- **WHAT TO DO**: Please pick out each line in the data below that contains the word "dark" and copy those lines.

- **RAW RECORDS**:
################

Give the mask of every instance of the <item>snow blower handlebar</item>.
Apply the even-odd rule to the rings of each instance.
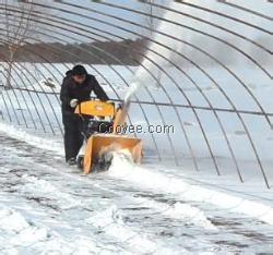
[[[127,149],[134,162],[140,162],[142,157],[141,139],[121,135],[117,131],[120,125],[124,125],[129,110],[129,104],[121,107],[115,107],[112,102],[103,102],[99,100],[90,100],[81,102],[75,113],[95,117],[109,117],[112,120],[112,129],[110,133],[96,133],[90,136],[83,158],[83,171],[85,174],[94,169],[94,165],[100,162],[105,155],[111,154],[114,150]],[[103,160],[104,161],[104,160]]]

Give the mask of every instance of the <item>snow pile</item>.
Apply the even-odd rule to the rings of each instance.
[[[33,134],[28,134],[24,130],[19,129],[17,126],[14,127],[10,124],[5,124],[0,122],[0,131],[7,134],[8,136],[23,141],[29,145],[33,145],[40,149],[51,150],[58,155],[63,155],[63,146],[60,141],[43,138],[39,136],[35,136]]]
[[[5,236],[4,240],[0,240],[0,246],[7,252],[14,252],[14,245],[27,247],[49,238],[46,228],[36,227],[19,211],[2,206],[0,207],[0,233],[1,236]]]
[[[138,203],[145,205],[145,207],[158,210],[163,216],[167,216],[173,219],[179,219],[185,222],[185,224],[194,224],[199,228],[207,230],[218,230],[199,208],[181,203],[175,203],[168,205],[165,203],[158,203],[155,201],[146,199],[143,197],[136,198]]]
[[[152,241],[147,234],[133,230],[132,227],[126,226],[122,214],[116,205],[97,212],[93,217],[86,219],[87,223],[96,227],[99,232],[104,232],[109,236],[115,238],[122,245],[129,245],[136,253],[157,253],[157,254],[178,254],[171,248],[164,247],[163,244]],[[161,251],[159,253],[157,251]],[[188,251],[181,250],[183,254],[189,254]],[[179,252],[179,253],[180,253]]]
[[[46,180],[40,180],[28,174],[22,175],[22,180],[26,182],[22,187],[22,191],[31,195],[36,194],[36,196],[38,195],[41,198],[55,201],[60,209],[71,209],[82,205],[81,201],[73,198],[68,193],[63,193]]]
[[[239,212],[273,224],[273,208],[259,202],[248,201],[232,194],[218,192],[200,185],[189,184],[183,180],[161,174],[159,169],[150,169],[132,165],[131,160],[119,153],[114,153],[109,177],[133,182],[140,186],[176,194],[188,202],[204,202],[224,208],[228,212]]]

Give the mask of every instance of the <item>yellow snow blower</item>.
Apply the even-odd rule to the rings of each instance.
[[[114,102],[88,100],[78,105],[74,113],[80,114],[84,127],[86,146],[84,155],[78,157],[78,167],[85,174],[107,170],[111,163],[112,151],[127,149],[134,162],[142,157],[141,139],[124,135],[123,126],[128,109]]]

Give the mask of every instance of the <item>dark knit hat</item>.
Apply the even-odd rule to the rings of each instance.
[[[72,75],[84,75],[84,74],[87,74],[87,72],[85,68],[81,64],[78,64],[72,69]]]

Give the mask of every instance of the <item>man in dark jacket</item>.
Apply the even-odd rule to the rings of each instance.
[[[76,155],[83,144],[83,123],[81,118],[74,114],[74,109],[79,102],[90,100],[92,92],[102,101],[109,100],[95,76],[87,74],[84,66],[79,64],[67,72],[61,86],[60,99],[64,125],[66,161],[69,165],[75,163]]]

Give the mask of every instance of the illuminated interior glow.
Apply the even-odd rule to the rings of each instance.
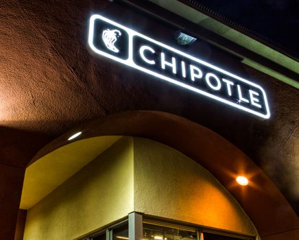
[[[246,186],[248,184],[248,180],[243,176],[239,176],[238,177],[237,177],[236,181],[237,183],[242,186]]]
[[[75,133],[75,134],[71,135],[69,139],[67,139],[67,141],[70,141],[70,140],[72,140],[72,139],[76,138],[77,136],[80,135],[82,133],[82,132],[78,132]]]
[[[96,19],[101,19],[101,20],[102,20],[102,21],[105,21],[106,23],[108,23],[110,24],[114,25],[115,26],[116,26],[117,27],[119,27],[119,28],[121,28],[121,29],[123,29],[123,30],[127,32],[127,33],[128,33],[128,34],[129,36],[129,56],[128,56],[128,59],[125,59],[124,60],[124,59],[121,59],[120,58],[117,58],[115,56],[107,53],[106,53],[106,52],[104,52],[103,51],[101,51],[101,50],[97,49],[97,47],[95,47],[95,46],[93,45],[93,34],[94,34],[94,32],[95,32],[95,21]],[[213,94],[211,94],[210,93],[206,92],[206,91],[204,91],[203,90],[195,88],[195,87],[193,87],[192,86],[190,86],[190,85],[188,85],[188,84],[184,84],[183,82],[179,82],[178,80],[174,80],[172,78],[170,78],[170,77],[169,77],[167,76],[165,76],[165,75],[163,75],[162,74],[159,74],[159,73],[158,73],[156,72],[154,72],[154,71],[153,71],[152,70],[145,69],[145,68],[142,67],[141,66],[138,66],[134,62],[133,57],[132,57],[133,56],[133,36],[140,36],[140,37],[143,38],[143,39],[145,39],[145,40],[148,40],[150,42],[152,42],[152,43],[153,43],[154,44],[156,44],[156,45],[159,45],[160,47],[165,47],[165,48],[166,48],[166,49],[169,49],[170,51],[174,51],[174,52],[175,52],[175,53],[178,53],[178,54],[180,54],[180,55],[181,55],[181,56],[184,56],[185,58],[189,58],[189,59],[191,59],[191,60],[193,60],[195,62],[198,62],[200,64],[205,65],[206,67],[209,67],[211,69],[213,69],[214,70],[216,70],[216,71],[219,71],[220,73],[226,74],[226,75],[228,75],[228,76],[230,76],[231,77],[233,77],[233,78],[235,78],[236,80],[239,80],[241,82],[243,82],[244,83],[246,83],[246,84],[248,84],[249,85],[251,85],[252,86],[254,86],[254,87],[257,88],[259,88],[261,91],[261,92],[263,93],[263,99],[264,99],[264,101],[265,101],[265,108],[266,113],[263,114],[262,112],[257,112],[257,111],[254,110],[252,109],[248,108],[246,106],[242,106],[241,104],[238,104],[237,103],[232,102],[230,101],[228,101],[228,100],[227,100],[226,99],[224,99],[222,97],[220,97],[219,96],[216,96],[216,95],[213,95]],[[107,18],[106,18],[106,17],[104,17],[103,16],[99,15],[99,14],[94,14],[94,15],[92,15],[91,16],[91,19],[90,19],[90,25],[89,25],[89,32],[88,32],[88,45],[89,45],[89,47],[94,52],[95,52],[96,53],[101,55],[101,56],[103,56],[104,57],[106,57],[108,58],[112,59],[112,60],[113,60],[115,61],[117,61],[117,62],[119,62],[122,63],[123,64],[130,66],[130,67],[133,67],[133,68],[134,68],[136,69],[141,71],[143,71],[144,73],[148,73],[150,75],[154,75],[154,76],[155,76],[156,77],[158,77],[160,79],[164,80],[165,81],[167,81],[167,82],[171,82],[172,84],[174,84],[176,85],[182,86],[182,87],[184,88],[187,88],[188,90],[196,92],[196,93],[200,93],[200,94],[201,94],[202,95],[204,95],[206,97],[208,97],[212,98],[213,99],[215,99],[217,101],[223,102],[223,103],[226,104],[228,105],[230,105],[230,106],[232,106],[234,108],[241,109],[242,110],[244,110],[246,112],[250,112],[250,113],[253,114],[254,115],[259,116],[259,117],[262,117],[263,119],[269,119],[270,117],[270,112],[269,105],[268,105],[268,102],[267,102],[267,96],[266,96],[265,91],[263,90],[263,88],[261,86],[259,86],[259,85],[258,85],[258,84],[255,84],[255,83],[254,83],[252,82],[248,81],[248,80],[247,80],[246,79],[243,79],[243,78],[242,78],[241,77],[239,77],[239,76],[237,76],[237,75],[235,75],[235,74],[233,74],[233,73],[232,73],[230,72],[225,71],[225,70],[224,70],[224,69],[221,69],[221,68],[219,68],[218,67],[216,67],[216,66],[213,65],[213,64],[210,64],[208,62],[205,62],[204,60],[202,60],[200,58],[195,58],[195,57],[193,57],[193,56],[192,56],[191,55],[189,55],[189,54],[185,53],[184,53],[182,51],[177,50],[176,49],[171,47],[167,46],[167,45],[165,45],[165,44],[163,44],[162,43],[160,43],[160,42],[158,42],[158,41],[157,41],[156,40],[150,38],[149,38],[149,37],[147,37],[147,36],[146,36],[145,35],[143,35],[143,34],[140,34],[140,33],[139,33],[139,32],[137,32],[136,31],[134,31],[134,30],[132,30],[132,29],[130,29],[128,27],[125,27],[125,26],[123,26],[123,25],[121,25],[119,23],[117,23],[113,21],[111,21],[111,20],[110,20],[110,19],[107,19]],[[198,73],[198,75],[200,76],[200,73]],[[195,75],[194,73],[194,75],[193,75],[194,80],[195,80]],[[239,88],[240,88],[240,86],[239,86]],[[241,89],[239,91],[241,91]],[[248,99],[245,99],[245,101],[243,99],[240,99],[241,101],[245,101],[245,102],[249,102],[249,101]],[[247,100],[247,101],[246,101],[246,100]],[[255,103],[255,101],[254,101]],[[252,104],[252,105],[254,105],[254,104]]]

################

- **EXPECTED ANSWER**:
Give the mask of every instance of the <item>dark knit hat</item>.
Give the mask of every instance of the <item>man in dark jacket</item>.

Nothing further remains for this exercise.